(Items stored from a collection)
+++++
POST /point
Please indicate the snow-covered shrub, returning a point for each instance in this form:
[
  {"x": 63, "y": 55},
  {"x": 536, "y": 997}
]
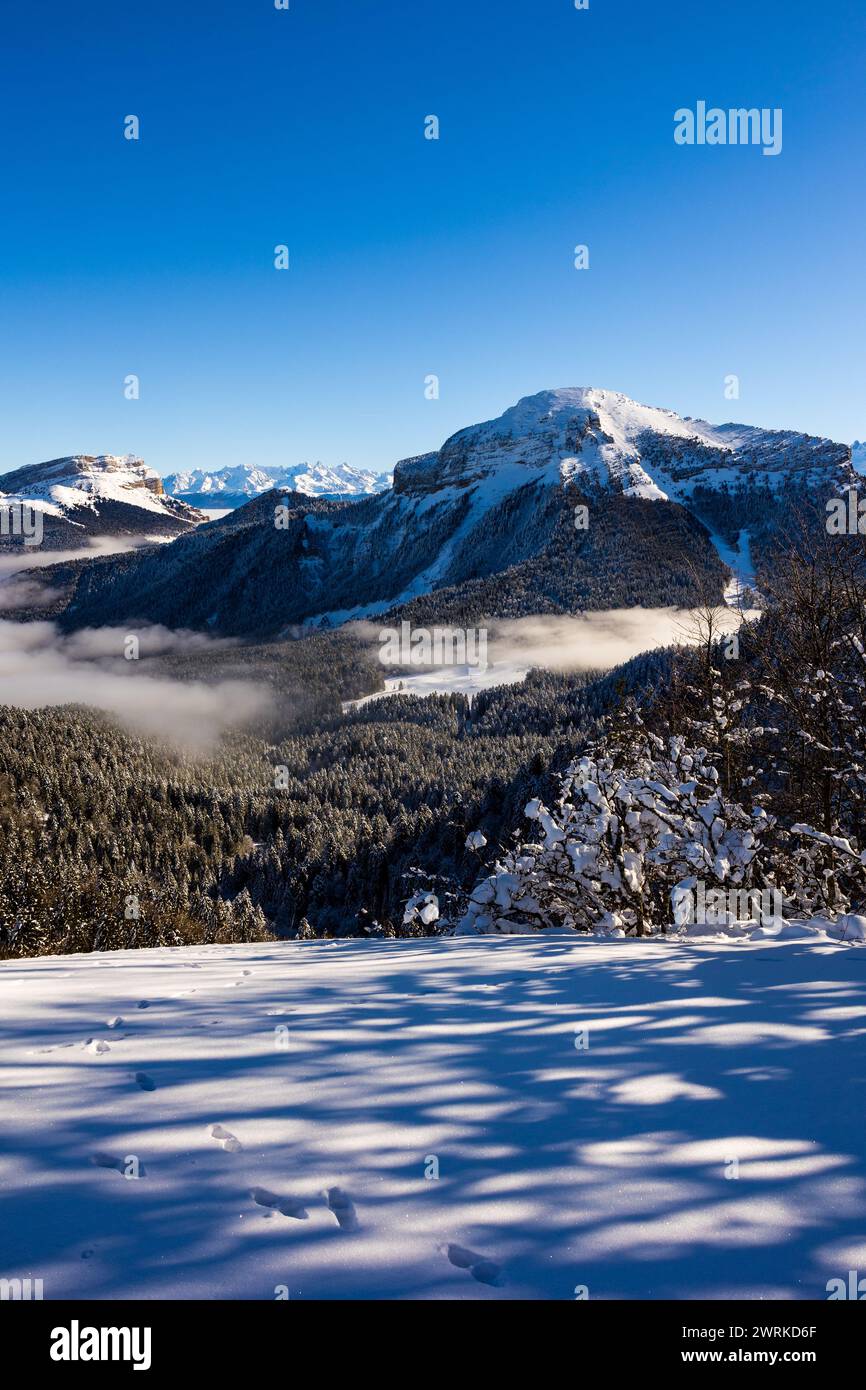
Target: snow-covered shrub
[{"x": 640, "y": 823}]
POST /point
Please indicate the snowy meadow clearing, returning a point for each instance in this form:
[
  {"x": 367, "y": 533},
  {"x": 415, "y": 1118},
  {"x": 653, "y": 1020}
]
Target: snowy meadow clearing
[{"x": 637, "y": 1119}]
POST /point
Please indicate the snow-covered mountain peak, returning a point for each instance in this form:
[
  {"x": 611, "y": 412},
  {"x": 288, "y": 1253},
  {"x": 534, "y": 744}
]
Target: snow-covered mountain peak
[
  {"x": 93, "y": 494},
  {"x": 234, "y": 485}
]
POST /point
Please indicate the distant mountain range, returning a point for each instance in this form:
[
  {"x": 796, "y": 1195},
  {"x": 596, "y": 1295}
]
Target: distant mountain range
[
  {"x": 234, "y": 487},
  {"x": 93, "y": 496},
  {"x": 485, "y": 526}
]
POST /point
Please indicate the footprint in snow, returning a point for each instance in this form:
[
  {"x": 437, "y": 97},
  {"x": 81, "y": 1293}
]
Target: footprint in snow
[
  {"x": 225, "y": 1139},
  {"x": 285, "y": 1205},
  {"x": 342, "y": 1207},
  {"x": 483, "y": 1269},
  {"x": 118, "y": 1165}
]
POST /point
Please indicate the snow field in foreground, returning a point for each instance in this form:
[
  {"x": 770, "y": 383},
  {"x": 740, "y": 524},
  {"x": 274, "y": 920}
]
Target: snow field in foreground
[{"x": 642, "y": 1118}]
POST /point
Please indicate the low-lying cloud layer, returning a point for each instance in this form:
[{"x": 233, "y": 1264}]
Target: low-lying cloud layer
[
  {"x": 39, "y": 666},
  {"x": 597, "y": 641}
]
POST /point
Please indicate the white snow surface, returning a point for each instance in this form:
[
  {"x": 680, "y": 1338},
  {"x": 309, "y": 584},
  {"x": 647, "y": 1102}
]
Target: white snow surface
[{"x": 303, "y": 1166}]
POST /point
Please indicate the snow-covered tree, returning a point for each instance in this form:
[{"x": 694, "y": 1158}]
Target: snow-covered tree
[{"x": 640, "y": 823}]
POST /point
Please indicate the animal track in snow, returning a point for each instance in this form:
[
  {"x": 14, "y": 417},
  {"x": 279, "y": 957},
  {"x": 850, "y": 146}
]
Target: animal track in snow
[
  {"x": 225, "y": 1139},
  {"x": 483, "y": 1269},
  {"x": 285, "y": 1205},
  {"x": 118, "y": 1165},
  {"x": 342, "y": 1207}
]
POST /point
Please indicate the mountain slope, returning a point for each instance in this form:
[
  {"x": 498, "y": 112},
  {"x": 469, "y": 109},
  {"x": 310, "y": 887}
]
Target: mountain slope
[
  {"x": 88, "y": 496},
  {"x": 495, "y": 506},
  {"x": 234, "y": 487}
]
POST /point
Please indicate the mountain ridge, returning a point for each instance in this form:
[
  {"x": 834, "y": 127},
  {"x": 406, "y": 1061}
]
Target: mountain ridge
[{"x": 491, "y": 517}]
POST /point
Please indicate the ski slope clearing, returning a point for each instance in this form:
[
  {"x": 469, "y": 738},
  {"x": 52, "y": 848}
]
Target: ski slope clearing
[{"x": 282, "y": 1104}]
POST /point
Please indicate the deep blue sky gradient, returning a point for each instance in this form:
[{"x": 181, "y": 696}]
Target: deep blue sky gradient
[{"x": 412, "y": 256}]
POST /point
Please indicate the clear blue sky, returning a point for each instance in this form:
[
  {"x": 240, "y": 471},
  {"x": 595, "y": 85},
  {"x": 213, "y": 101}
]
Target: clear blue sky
[{"x": 410, "y": 256}]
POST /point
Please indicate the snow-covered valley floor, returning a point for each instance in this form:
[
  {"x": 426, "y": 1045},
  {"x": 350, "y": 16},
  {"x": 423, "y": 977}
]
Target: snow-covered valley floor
[{"x": 559, "y": 1166}]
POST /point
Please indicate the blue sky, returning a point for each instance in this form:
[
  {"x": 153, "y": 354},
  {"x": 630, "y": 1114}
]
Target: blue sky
[{"x": 410, "y": 256}]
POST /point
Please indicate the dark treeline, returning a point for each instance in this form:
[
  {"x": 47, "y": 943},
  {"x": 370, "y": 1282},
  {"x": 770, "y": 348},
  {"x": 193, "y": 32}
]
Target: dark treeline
[{"x": 109, "y": 841}]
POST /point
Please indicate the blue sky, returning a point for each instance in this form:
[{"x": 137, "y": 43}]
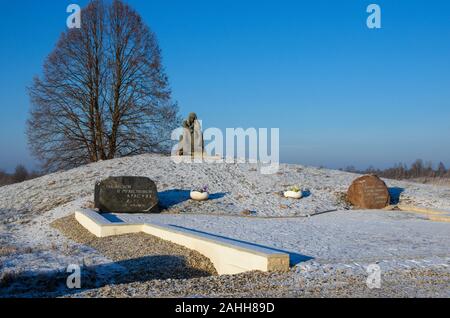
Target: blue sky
[{"x": 340, "y": 93}]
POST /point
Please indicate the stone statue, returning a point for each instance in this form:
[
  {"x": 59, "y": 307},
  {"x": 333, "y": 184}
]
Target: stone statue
[{"x": 191, "y": 142}]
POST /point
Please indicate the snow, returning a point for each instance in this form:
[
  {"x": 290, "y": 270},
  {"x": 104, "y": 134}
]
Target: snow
[{"x": 343, "y": 238}]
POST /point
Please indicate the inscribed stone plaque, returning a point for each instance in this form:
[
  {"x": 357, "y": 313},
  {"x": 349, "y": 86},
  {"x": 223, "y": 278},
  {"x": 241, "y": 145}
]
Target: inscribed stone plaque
[
  {"x": 369, "y": 192},
  {"x": 126, "y": 195}
]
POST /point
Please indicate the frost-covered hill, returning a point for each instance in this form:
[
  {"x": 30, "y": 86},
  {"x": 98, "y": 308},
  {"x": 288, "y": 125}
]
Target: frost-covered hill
[
  {"x": 34, "y": 255},
  {"x": 236, "y": 188}
]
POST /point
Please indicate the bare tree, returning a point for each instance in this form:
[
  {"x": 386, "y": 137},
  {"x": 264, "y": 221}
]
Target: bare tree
[
  {"x": 20, "y": 174},
  {"x": 103, "y": 93}
]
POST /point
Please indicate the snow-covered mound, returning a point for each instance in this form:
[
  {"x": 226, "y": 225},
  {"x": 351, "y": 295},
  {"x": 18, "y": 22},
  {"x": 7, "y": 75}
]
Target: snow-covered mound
[{"x": 236, "y": 188}]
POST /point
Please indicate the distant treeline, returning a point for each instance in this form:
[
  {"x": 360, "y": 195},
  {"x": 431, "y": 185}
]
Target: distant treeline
[
  {"x": 401, "y": 171},
  {"x": 20, "y": 174}
]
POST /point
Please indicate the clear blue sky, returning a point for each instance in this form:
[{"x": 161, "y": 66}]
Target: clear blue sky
[{"x": 340, "y": 93}]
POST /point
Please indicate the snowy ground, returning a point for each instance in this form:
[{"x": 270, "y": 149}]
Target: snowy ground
[{"x": 344, "y": 239}]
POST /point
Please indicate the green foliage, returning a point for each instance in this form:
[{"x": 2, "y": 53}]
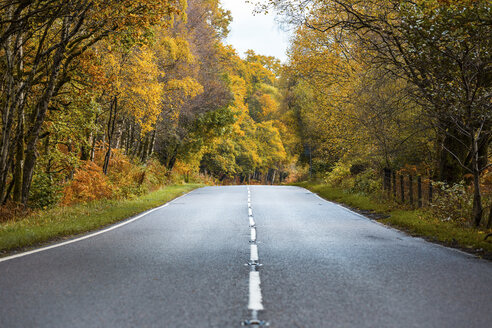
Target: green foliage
[
  {"x": 44, "y": 226},
  {"x": 453, "y": 202}
]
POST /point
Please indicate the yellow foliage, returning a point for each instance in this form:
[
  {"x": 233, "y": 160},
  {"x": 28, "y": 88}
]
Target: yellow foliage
[{"x": 89, "y": 184}]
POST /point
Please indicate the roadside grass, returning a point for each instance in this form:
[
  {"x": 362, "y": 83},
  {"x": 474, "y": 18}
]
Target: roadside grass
[
  {"x": 65, "y": 222},
  {"x": 417, "y": 222}
]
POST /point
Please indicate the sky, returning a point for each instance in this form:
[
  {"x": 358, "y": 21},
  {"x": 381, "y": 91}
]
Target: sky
[{"x": 259, "y": 32}]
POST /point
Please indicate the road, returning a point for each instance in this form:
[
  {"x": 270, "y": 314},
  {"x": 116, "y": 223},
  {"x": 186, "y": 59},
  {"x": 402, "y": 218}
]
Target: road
[{"x": 185, "y": 265}]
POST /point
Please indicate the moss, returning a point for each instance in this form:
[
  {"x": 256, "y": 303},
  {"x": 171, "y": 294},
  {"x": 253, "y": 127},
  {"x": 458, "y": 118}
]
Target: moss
[
  {"x": 64, "y": 222},
  {"x": 415, "y": 222}
]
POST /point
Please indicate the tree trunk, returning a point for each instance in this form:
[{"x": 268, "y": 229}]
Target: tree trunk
[
  {"x": 111, "y": 125},
  {"x": 19, "y": 156},
  {"x": 450, "y": 170},
  {"x": 40, "y": 113},
  {"x": 477, "y": 195}
]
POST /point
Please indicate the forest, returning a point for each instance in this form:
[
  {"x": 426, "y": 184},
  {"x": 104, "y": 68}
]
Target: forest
[{"x": 113, "y": 99}]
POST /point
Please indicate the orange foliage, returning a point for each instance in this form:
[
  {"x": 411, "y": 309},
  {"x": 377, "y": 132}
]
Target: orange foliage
[{"x": 89, "y": 184}]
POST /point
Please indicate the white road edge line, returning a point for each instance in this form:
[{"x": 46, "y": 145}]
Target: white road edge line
[
  {"x": 254, "y": 253},
  {"x": 11, "y": 257},
  {"x": 255, "y": 301},
  {"x": 253, "y": 234}
]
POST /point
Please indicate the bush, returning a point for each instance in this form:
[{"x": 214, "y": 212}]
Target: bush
[
  {"x": 453, "y": 203},
  {"x": 44, "y": 191},
  {"x": 89, "y": 184}
]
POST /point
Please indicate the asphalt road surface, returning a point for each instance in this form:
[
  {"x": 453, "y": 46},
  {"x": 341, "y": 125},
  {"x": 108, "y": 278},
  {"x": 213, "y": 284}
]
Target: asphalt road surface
[{"x": 186, "y": 265}]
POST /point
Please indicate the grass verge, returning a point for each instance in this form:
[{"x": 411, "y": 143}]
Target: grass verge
[
  {"x": 415, "y": 222},
  {"x": 64, "y": 222}
]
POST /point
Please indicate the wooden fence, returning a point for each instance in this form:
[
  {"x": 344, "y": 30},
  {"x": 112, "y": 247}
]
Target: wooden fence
[{"x": 409, "y": 189}]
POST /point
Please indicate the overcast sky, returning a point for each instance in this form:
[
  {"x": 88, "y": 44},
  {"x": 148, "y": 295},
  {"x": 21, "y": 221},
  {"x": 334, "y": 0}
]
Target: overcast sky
[{"x": 258, "y": 32}]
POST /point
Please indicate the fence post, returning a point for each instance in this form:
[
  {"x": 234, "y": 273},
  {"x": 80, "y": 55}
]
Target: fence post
[
  {"x": 430, "y": 191},
  {"x": 419, "y": 190},
  {"x": 410, "y": 188},
  {"x": 402, "y": 187},
  {"x": 394, "y": 184}
]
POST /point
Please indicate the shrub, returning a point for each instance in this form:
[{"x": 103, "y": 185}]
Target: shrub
[
  {"x": 44, "y": 191},
  {"x": 89, "y": 184},
  {"x": 453, "y": 203}
]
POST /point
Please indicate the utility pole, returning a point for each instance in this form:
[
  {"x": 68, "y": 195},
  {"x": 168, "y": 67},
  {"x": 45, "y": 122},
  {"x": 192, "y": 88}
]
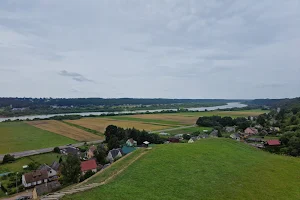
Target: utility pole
[{"x": 17, "y": 182}]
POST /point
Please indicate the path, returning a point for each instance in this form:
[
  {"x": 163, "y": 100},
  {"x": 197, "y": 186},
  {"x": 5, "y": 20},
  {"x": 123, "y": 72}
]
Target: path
[
  {"x": 45, "y": 150},
  {"x": 81, "y": 188},
  {"x": 172, "y": 129}
]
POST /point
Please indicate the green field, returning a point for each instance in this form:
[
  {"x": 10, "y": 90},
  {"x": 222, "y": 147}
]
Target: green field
[
  {"x": 190, "y": 130},
  {"x": 208, "y": 169},
  {"x": 152, "y": 121},
  {"x": 19, "y": 136},
  {"x": 16, "y": 166},
  {"x": 233, "y": 114}
]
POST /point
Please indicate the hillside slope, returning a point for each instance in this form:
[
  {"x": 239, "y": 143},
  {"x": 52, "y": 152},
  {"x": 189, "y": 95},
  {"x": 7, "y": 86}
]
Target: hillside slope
[{"x": 207, "y": 169}]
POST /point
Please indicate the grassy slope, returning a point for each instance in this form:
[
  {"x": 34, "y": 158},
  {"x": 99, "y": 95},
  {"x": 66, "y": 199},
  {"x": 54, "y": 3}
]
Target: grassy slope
[
  {"x": 189, "y": 130},
  {"x": 19, "y": 136},
  {"x": 234, "y": 114},
  {"x": 16, "y": 166},
  {"x": 155, "y": 121},
  {"x": 208, "y": 169}
]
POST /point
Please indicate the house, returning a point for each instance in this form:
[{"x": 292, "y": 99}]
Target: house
[
  {"x": 178, "y": 135},
  {"x": 126, "y": 150},
  {"x": 114, "y": 154},
  {"x": 173, "y": 140},
  {"x": 235, "y": 136},
  {"x": 70, "y": 150},
  {"x": 230, "y": 129},
  {"x": 273, "y": 143},
  {"x": 214, "y": 133},
  {"x": 251, "y": 131},
  {"x": 88, "y": 165},
  {"x": 55, "y": 165},
  {"x": 146, "y": 143},
  {"x": 131, "y": 143},
  {"x": 203, "y": 136},
  {"x": 45, "y": 188},
  {"x": 51, "y": 172},
  {"x": 192, "y": 139},
  {"x": 258, "y": 126},
  {"x": 34, "y": 178},
  {"x": 90, "y": 152},
  {"x": 164, "y": 134}
]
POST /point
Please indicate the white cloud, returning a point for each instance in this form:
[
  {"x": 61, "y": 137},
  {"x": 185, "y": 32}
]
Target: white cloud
[{"x": 158, "y": 48}]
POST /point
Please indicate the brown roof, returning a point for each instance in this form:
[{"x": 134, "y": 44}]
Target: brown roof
[
  {"x": 93, "y": 148},
  {"x": 35, "y": 176}
]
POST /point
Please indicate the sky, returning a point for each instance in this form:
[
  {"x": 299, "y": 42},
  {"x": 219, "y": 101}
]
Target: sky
[{"x": 235, "y": 49}]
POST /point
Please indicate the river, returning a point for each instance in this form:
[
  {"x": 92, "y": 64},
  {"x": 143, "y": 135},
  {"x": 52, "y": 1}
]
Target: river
[{"x": 30, "y": 117}]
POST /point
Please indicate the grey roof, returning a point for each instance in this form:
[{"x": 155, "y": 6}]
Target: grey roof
[
  {"x": 45, "y": 167},
  {"x": 47, "y": 187},
  {"x": 71, "y": 150},
  {"x": 114, "y": 152},
  {"x": 214, "y": 133},
  {"x": 55, "y": 165}
]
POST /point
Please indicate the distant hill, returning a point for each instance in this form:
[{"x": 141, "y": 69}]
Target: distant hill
[{"x": 208, "y": 169}]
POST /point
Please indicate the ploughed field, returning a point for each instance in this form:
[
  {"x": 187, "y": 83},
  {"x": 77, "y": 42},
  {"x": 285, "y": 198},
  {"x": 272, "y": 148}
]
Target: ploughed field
[
  {"x": 207, "y": 169},
  {"x": 65, "y": 130},
  {"x": 20, "y": 136},
  {"x": 100, "y": 124}
]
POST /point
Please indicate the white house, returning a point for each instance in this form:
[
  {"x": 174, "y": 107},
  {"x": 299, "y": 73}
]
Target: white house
[
  {"x": 51, "y": 172},
  {"x": 35, "y": 178},
  {"x": 114, "y": 154}
]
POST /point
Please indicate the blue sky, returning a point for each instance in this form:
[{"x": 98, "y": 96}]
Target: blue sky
[{"x": 150, "y": 48}]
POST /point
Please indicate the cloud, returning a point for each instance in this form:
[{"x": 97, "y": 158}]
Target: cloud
[
  {"x": 202, "y": 48},
  {"x": 75, "y": 76}
]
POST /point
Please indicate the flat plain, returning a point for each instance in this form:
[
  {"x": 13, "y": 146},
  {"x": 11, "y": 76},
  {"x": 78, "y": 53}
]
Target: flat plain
[
  {"x": 211, "y": 169},
  {"x": 65, "y": 130},
  {"x": 100, "y": 124},
  {"x": 20, "y": 136}
]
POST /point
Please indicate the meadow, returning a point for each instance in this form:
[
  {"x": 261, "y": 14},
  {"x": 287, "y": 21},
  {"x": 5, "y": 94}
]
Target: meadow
[
  {"x": 19, "y": 136},
  {"x": 16, "y": 166},
  {"x": 190, "y": 130},
  {"x": 100, "y": 124},
  {"x": 65, "y": 130},
  {"x": 211, "y": 169}
]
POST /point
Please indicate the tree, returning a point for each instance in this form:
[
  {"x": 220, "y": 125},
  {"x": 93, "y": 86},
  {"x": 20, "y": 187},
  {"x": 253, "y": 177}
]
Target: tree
[
  {"x": 33, "y": 166},
  {"x": 8, "y": 158},
  {"x": 56, "y": 150},
  {"x": 110, "y": 131},
  {"x": 186, "y": 136},
  {"x": 88, "y": 174},
  {"x": 100, "y": 154},
  {"x": 113, "y": 143},
  {"x": 71, "y": 169}
]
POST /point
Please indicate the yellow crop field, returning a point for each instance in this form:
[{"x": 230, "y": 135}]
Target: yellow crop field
[
  {"x": 65, "y": 130},
  {"x": 100, "y": 124},
  {"x": 168, "y": 117}
]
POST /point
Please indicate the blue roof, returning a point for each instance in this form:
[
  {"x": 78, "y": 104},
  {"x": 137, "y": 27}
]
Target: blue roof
[{"x": 127, "y": 150}]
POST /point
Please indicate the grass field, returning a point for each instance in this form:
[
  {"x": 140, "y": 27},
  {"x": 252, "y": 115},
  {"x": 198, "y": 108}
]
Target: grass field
[
  {"x": 211, "y": 169},
  {"x": 65, "y": 130},
  {"x": 19, "y": 136},
  {"x": 233, "y": 114},
  {"x": 16, "y": 166},
  {"x": 100, "y": 124},
  {"x": 149, "y": 119},
  {"x": 190, "y": 130}
]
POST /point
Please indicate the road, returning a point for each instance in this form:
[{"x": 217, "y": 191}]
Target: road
[
  {"x": 46, "y": 150},
  {"x": 172, "y": 129}
]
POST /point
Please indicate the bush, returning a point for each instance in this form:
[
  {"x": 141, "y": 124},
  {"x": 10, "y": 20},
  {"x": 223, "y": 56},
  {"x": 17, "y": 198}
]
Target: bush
[
  {"x": 8, "y": 158},
  {"x": 56, "y": 150}
]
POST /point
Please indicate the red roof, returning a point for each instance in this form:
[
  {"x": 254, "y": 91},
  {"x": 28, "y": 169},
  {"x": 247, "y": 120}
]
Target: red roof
[
  {"x": 273, "y": 142},
  {"x": 88, "y": 165}
]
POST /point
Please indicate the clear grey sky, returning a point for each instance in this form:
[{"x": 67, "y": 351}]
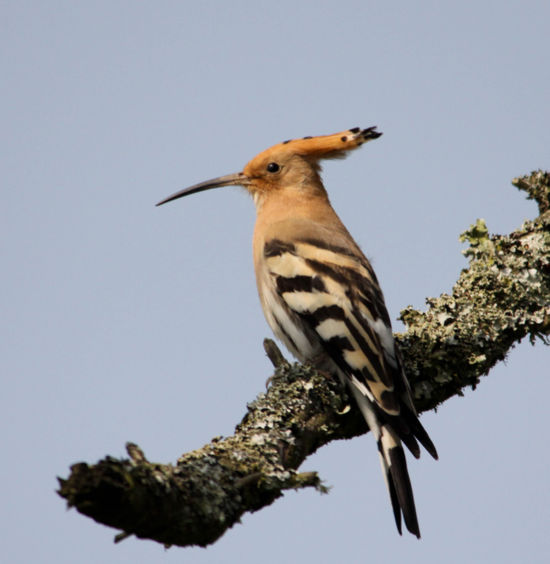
+++++
-- SHORT TASK --
How many lines in the rows above contain the string "forest"? Case matters, and the reply should be the number alone.

-- EXPECTED OUTPUT --
2